Please rewrite the passage on American technology policy from "We will require" to "as economic grounds.", putting "grants" in place of "subsidies".

[Selected passage — start]

We will require educational reforms along the lines of the Eisenhower National Defense Education Act to address the shortfall of skills. Meanwhile China graduates four times as many STEM bachelor’s degrees and twice as many STEM doctorates as the United States, and the gap is widening.
There are some things that we can and should do immediately. A good place to start is strict enforcement of domestic content for defense technology. We cannot afford to source chips, displays, and other sensitive defense electronics from overseas. An emergency program should be put in place to produce semiconductors, sensors, displays and other high-tech defense goods. That will require direct subsidies, but these are justifiable on national security as well as economic grounds.
We cannot return to where we were in 1980. We should aim for where we want to be in 2030. As I wrote two years ago in American Affairs:
Federal R&D is effective not merely because it is federal…. On the contrary, governments frequently waste R&D funds on white elephant projects such as Solyndra, the California-based solar power venture that defaulted on a $535 million U.S. government loan. The F-35 and other poorly conceived acquisition programs also absorb large amounts of R&D funding. In contrast to these incremental projects, R&D that is focused on game-changing breakthroughs is the most productive. And the technological innovation it makes possible becomes truly transformative only when entrepreneurs effectively commercialize it. Kennedy’s moon shot and Reagan’s Strategic Defense Initiative had such lasting economic reverberations because they were accompanied by tax cuts and regulatory relief that made it easier for entrepreneurs to capitalize on basic scientific innovations. The Trump administration has already proposed aggressive fiscal and regulatory measures to improve incentives for investment. Neither innovation nor investment alone is enough, however; the innovations must turn into investment and employment in the United States.
There is a clear division of labor between the public sector and the private sector. Few if any of the game-changing inventions of the 1950s through the 1980s would have emerged—or emerged as early as they did—without federal R&D funding. Once the technology is invented, though, private investors must bear the brunt of the risk. Conventional industrial policy is the worst approach. It allows bureaucrats to create vested interests in existing industries, and it creates incentives to suppress new technologies that might threaten investments undertaken by political cronies.
There is a strong case, however, for using government funds to seed new companies that can develop innovative technologies. In an ideal world, the venture capital community would assume this function. But in the real world, the requirements of defense R&D and production require public funding.
The unintended consequences of federally sponsored R&D vastly exceeded the expectations of the projects’ initiators. The economic spinoffs of the technologies invented for urgent national security reasons had incalculable impacts on growth and productivity. None of this could have been pre-programmed. Innovation is unpredictable by definition. The greatest lesson we can draw from both the Kennedy space program and the Reagan Strategic Defense Initiative is that the most productive investments are the ones that test the frontiers of physics.
We will never match China in absolute numbers of scientists and engineers. China’s economy will be larger than ours in absolute terms. We have one decisive advantage, though, and that is America’s genius for innovation. Industrial policy should focus on fostering innovation, as it did under the aegis of the Apollo Program and the Strategic Defense Initiative.

[Selected passage — finish]
[Record set — start]

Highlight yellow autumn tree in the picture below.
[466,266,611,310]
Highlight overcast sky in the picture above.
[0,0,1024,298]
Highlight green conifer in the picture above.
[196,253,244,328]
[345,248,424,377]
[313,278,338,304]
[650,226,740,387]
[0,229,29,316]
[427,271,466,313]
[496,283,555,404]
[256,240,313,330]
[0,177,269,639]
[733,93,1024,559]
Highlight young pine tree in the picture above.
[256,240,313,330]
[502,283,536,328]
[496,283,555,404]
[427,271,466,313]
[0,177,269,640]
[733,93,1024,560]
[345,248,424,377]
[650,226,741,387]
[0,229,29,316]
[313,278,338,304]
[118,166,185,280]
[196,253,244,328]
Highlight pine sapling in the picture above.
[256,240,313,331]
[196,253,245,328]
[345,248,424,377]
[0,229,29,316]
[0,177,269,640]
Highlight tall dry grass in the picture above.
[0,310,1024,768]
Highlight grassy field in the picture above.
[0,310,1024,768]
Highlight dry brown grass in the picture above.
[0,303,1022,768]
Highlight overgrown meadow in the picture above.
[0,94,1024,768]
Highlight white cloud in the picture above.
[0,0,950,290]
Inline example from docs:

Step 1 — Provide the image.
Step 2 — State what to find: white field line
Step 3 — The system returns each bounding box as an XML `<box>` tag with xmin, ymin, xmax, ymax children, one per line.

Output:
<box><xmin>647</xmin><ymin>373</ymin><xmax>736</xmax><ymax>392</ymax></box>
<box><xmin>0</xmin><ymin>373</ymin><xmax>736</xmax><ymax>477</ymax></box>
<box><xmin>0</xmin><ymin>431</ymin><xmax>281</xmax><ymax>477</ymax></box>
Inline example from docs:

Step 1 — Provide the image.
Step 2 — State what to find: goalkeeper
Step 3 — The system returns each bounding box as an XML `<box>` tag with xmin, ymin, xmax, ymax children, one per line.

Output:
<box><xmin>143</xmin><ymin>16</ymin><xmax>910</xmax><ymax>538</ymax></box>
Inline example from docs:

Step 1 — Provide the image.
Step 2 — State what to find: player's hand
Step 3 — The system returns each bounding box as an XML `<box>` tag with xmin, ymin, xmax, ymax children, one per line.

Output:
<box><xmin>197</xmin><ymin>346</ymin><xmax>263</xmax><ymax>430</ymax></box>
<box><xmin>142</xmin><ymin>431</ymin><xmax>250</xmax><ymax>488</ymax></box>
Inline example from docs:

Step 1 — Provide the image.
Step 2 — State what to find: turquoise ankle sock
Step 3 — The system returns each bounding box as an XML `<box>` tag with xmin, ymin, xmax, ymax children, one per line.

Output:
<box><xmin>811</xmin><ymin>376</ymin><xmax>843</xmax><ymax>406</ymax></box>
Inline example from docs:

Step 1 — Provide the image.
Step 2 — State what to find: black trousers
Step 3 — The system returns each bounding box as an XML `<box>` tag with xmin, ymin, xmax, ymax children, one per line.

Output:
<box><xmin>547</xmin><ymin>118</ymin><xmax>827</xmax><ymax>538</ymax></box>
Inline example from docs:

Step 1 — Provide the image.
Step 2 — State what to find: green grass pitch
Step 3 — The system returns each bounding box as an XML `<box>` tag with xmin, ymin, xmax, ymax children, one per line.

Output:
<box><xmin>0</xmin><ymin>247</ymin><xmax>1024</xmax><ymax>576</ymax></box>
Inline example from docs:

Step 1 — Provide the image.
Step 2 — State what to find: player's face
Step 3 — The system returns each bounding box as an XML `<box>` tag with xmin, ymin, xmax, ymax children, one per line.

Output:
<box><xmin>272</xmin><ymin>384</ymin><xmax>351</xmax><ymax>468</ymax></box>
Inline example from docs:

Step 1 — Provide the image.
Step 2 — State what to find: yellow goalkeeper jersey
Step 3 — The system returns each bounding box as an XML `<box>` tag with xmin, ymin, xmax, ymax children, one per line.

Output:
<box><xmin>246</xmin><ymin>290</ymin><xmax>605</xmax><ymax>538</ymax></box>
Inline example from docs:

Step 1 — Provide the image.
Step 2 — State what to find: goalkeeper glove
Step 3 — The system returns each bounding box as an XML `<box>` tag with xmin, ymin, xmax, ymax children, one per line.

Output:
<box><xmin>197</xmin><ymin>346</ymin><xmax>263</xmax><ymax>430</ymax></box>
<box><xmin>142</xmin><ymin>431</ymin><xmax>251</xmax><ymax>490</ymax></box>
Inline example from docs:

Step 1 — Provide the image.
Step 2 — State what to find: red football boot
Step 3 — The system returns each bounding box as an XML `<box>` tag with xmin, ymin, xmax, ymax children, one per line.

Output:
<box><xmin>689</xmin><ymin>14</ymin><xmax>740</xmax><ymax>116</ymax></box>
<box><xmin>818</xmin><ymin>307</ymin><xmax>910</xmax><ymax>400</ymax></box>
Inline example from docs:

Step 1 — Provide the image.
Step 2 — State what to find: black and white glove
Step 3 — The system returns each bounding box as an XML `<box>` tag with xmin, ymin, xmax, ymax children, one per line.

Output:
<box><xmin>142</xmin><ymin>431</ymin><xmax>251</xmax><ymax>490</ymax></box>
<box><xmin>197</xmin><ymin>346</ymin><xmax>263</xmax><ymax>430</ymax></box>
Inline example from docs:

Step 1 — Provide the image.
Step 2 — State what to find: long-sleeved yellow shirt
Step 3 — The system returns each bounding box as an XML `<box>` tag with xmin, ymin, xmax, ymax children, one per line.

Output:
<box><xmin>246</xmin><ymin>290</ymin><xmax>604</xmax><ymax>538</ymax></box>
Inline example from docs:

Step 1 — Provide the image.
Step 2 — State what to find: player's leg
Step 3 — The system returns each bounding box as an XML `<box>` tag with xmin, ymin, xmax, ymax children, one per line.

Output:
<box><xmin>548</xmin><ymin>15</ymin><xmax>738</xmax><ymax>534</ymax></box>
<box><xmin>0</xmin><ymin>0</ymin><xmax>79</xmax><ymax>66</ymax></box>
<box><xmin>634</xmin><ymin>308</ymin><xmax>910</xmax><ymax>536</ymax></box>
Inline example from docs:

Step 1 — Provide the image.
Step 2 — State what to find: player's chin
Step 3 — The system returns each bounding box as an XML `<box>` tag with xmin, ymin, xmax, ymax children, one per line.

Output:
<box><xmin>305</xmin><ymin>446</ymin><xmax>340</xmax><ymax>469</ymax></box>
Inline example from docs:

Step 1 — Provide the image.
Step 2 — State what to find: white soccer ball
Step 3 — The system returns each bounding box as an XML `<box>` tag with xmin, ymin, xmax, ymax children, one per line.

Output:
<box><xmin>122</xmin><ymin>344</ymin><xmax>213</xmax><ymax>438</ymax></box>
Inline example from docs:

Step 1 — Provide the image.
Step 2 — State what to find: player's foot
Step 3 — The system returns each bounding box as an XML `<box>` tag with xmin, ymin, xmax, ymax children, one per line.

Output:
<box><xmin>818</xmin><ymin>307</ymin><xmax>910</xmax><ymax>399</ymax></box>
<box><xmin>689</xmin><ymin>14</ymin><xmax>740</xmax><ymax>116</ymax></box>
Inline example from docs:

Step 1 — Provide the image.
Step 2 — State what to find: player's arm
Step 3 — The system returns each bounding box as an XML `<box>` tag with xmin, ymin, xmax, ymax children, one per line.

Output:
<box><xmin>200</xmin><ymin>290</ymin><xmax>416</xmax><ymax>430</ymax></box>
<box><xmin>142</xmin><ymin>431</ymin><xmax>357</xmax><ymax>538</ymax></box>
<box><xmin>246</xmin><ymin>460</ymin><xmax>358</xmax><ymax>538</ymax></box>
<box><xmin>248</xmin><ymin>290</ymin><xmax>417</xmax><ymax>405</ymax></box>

[Record set — finish]

#### Your response
We will require educational reforms along the lines of the Eisenhower National Defense Education Act to address the shortfall of skills. Meanwhile China graduates four times as many STEM bachelor’s degrees and twice as many STEM doctorates as the United States, and the gap is widening.
There are some things that we can and should do immediately. A good place to start is strict enforcement of domestic content for defense technology. We cannot afford to source chips, displays, and other sensitive defense electronics from overseas. An emergency program should be put in place to produce semiconductors, sensors, displays and other high-tech defense goods. That will require direct grants, but these are justifiable on national security as well as economic grounds.